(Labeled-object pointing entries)
►

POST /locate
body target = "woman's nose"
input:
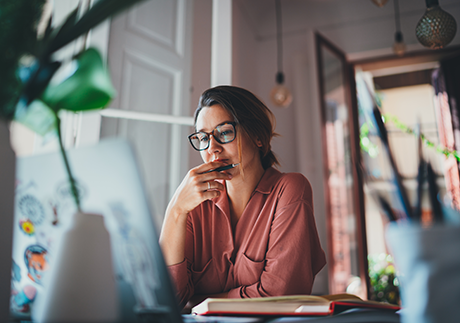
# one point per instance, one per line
(213, 145)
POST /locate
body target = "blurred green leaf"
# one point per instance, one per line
(88, 88)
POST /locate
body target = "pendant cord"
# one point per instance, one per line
(397, 22)
(279, 38)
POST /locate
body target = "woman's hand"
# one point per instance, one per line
(197, 186)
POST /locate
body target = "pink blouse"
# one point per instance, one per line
(274, 250)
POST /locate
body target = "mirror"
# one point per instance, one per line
(347, 268)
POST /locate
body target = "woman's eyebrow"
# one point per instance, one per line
(219, 124)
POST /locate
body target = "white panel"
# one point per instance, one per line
(148, 85)
(221, 60)
(160, 21)
(150, 62)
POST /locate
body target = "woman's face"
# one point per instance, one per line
(208, 119)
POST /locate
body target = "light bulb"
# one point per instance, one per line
(380, 3)
(436, 28)
(399, 47)
(281, 96)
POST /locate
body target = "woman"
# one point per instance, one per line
(248, 231)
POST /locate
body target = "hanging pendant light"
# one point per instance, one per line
(399, 47)
(380, 3)
(436, 28)
(280, 94)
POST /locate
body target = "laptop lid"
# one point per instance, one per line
(110, 184)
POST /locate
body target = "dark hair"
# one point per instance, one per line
(250, 114)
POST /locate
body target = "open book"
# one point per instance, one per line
(287, 305)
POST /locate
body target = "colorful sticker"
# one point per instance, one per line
(36, 259)
(15, 272)
(21, 300)
(32, 209)
(27, 227)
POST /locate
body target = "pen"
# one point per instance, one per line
(387, 209)
(434, 190)
(219, 169)
(417, 214)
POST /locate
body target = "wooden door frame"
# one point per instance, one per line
(358, 193)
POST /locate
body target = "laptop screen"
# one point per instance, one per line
(110, 184)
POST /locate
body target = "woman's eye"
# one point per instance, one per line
(203, 138)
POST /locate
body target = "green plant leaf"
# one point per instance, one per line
(88, 88)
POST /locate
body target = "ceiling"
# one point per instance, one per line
(353, 25)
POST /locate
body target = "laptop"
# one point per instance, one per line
(110, 184)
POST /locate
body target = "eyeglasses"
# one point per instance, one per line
(223, 133)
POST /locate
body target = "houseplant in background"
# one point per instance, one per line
(29, 94)
(383, 279)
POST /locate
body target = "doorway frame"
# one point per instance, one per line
(375, 63)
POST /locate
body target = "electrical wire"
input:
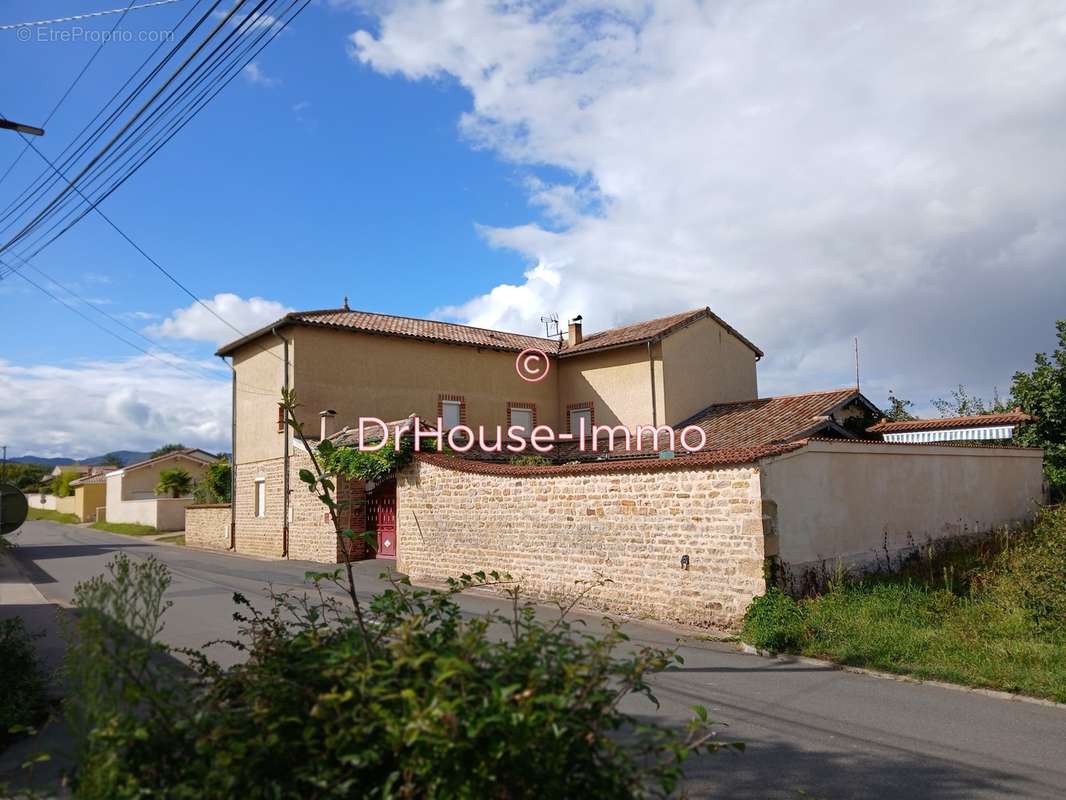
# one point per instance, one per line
(69, 89)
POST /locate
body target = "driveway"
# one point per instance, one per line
(811, 731)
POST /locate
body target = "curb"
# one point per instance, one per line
(997, 693)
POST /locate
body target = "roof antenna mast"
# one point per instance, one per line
(856, 363)
(551, 321)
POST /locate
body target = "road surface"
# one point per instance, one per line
(811, 731)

◄

Stated problem ▸
Filter the listing above to only the lines that contain the string "leaf", and reproduce each of those lines verbatim.

Task output ▸
body target = "blurred green leaf"
body target = "green plant leaf"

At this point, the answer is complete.